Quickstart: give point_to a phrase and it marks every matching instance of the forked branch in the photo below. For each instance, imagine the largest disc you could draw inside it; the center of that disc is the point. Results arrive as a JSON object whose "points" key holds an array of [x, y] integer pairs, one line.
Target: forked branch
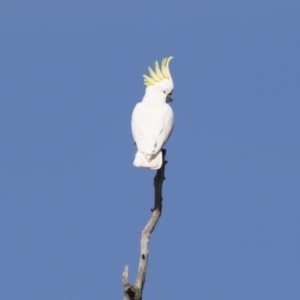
{"points": [[135, 291]]}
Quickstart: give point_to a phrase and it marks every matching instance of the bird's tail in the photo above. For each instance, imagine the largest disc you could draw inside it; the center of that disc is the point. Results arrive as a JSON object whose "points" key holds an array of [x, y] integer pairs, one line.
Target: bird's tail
{"points": [[153, 162]]}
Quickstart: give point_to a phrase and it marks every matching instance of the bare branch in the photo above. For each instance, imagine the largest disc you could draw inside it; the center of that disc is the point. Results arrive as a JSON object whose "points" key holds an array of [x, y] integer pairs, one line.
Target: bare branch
{"points": [[135, 292]]}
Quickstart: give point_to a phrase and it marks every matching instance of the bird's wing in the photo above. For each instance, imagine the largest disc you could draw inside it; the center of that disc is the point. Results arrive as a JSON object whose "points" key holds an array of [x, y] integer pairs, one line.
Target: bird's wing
{"points": [[151, 126], [167, 126]]}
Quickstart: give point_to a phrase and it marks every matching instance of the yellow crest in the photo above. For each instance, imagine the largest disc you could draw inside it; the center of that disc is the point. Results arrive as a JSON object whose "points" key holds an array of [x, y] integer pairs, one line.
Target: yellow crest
{"points": [[160, 74]]}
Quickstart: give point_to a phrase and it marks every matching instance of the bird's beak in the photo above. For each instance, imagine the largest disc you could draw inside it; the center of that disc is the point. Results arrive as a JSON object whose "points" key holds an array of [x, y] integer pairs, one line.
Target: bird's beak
{"points": [[169, 98]]}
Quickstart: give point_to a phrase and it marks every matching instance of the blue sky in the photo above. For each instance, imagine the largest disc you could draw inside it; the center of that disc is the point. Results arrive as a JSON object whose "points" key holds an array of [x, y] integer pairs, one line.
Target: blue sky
{"points": [[73, 205]]}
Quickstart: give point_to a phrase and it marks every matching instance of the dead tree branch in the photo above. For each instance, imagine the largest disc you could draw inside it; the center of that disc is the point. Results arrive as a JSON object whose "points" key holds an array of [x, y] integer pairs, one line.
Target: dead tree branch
{"points": [[135, 291]]}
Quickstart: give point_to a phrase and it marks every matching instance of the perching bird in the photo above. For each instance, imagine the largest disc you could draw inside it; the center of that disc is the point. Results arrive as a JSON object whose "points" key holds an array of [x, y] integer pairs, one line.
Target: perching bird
{"points": [[153, 119]]}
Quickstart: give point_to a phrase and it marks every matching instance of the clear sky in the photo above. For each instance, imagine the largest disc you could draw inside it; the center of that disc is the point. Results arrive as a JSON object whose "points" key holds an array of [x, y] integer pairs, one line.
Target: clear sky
{"points": [[72, 205]]}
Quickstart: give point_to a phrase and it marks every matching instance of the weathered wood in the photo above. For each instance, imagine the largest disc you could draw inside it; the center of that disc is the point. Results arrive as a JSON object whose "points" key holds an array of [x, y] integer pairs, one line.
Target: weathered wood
{"points": [[135, 292]]}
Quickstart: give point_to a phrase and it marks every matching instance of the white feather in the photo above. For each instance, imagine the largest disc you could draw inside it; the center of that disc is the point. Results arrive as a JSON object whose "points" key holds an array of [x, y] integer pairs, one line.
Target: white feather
{"points": [[152, 123]]}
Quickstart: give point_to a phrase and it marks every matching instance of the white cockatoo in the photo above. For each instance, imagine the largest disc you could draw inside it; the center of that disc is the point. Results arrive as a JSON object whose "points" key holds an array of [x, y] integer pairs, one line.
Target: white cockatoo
{"points": [[153, 119]]}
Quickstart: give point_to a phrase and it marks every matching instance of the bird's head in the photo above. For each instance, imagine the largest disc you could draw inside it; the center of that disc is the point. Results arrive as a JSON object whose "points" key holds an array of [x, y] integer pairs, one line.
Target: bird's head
{"points": [[160, 80]]}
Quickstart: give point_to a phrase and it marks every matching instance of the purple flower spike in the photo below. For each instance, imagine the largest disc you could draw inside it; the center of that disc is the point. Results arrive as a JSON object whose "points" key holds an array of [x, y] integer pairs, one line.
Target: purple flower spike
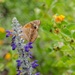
{"points": [[18, 72], [26, 48], [37, 73], [18, 63], [8, 33], [13, 46], [34, 64], [30, 45]]}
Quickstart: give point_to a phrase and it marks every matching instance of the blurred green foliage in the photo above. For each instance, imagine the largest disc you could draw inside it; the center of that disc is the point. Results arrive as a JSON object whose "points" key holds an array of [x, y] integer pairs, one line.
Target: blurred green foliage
{"points": [[55, 46]]}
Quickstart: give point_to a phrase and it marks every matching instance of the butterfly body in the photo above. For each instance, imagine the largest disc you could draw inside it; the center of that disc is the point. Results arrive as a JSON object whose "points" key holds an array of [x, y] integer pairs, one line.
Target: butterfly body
{"points": [[30, 30]]}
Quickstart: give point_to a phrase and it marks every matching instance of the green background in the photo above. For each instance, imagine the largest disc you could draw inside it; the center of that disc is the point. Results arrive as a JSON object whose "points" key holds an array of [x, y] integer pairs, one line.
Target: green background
{"points": [[52, 59]]}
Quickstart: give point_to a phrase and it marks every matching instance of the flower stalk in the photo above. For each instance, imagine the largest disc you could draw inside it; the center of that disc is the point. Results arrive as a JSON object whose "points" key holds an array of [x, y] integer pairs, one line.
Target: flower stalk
{"points": [[24, 65]]}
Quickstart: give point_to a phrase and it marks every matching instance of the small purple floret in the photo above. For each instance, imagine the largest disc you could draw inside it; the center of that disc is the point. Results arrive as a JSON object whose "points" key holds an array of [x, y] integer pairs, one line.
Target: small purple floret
{"points": [[34, 64]]}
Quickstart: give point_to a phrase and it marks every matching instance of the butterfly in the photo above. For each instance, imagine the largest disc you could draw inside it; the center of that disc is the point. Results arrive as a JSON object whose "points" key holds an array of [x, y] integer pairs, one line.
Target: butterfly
{"points": [[30, 30]]}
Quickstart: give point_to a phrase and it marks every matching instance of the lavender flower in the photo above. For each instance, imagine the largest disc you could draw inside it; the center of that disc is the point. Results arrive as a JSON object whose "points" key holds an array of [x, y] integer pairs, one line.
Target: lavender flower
{"points": [[8, 33], [23, 50], [13, 46], [34, 64]]}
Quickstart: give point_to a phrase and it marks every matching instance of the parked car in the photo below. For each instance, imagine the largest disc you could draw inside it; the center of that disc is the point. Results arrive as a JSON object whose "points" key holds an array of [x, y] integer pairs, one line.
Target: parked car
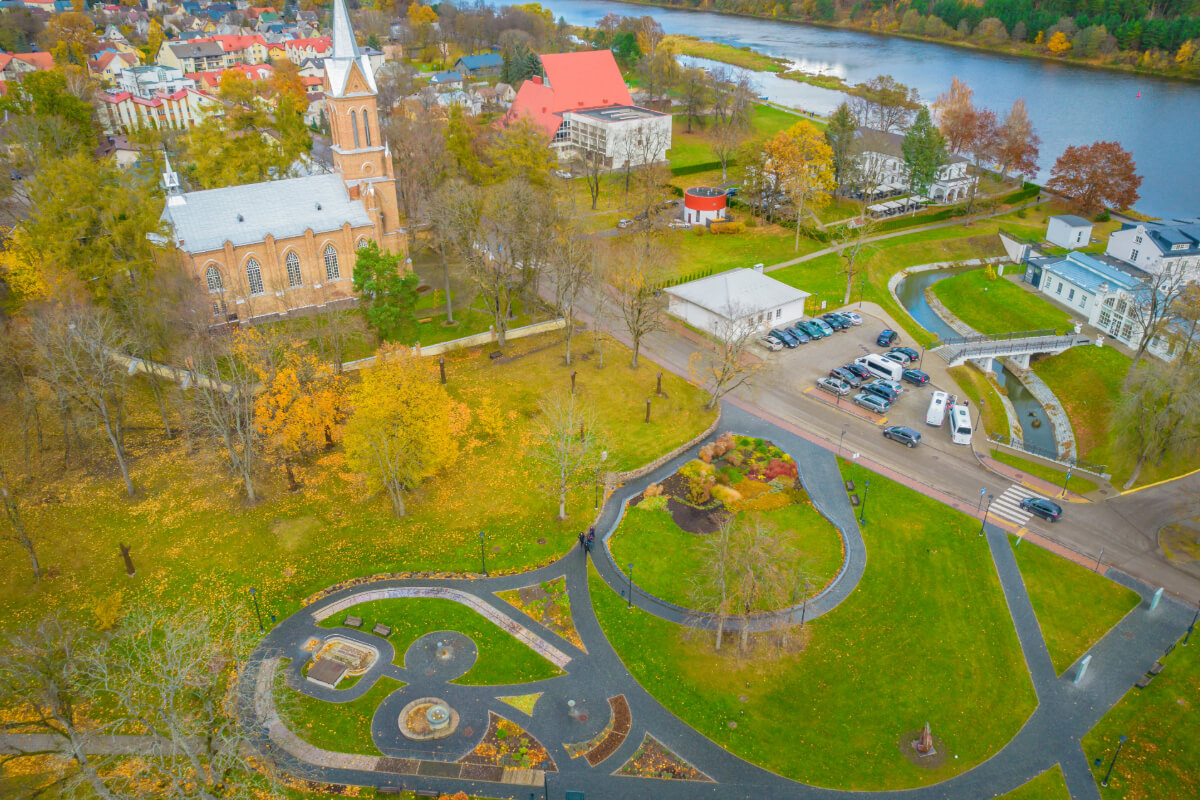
{"points": [[835, 322], [815, 331], [903, 434], [846, 376], [834, 386], [778, 336], [881, 390], [1042, 507], [771, 343], [871, 402], [859, 370], [910, 355]]}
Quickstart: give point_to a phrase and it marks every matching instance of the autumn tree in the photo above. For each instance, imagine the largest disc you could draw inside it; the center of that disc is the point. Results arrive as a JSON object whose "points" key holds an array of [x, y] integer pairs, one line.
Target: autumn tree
{"points": [[387, 293], [1017, 145], [924, 152], [300, 407], [567, 443], [258, 137], [76, 346], [1096, 175], [840, 134], [403, 426], [883, 103]]}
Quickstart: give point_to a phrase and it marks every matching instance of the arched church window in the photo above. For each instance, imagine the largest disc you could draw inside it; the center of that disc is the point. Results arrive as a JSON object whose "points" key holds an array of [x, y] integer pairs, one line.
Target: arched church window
{"points": [[331, 272], [213, 277], [293, 264], [255, 276]]}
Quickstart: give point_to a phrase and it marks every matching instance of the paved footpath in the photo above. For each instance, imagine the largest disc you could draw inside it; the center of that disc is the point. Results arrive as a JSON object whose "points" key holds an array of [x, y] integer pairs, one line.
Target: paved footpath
{"points": [[598, 681]]}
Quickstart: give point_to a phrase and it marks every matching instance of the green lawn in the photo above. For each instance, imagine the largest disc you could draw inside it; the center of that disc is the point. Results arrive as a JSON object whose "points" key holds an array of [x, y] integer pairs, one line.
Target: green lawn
{"points": [[502, 659], [999, 306], [1057, 476], [1048, 786], [666, 558], [922, 638], [193, 536], [1159, 759], [339, 727], [1075, 607]]}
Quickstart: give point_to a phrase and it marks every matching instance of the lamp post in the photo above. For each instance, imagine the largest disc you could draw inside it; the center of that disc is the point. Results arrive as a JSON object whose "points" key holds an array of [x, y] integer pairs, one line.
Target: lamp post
{"points": [[1121, 741], [984, 523], [253, 593]]}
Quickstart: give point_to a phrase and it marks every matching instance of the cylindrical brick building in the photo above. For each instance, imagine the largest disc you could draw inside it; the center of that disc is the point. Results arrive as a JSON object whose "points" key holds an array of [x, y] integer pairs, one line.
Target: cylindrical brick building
{"points": [[703, 204]]}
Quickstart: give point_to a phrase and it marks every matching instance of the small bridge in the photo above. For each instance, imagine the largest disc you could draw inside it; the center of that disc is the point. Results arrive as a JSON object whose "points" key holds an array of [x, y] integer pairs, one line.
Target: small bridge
{"points": [[1018, 346]]}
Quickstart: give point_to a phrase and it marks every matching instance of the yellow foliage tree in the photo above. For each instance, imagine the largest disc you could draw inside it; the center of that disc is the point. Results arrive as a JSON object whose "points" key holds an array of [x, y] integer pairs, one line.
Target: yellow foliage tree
{"points": [[405, 426], [1059, 43], [803, 164], [301, 407]]}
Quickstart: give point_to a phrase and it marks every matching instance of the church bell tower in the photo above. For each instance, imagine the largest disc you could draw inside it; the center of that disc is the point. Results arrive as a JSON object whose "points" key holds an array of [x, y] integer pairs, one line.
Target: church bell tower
{"points": [[360, 154]]}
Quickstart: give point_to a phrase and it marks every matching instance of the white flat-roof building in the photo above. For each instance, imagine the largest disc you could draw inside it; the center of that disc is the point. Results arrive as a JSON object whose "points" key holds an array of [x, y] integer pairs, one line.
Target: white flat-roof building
{"points": [[730, 302]]}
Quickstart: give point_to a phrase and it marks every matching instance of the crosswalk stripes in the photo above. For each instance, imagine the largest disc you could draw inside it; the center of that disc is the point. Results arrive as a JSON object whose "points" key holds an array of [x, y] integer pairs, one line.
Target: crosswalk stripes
{"points": [[1007, 505]]}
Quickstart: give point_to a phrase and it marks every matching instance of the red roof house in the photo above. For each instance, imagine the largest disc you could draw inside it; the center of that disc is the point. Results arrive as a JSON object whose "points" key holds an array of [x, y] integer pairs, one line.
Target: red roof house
{"points": [[574, 80]]}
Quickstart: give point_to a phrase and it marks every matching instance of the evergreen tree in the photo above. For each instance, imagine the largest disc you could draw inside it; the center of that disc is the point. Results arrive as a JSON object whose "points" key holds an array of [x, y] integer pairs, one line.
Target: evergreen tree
{"points": [[924, 152]]}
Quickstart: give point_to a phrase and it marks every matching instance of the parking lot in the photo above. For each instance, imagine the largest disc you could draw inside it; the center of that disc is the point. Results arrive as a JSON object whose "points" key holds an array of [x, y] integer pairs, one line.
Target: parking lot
{"points": [[798, 370]]}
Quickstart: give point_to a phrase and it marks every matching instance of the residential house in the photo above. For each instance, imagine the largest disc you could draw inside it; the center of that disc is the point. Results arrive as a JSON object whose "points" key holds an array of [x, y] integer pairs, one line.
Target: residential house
{"points": [[447, 80], [273, 248], [730, 304], [882, 157], [1068, 230], [582, 103], [199, 55], [480, 66], [1165, 246]]}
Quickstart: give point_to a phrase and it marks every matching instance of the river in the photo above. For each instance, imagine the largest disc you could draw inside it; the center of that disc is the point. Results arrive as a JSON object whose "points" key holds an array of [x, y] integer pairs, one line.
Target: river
{"points": [[911, 292], [1069, 104]]}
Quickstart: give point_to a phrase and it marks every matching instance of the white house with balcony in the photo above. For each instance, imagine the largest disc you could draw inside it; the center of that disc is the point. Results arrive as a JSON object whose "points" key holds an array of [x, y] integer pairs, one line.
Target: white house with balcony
{"points": [[881, 155], [1158, 247]]}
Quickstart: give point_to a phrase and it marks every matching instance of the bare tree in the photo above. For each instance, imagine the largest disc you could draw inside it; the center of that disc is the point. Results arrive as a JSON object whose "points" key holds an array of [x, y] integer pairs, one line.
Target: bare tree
{"points": [[76, 346], [724, 367], [569, 443]]}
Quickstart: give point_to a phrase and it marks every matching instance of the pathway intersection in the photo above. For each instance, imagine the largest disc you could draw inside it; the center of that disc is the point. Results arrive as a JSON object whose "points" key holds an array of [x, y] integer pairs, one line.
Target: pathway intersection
{"points": [[612, 714]]}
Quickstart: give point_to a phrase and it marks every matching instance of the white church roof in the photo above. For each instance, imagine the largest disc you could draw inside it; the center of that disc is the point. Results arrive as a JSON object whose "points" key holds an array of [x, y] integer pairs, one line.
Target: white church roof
{"points": [[737, 293], [246, 215]]}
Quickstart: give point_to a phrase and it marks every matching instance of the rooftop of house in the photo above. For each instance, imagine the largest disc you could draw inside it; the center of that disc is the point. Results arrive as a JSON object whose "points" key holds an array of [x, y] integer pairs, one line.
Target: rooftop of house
{"points": [[738, 293], [247, 214]]}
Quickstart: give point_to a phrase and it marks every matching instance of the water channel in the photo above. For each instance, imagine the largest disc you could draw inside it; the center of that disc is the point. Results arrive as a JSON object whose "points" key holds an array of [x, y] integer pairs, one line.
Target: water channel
{"points": [[1156, 119], [911, 292]]}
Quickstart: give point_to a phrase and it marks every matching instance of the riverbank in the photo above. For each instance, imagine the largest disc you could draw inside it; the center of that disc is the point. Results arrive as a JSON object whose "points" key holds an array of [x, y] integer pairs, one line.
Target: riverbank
{"points": [[859, 28]]}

**Work order**
With the entries above as the source, set down exactly the lines from the one holding "of the riverbank" through the last line, both ends included.

**Answer box**
Quickstart: give point_to a phrase and it marks every matching instance of the riverbank in the photo above. For each instance, imagine the largest disc you could draw inside it; the center of that disc is the point. Results arrive as a JSON object whose "points" key holds an array of [x, y] integer pairs, one line.
Target: riverbank
{"points": [[859, 28]]}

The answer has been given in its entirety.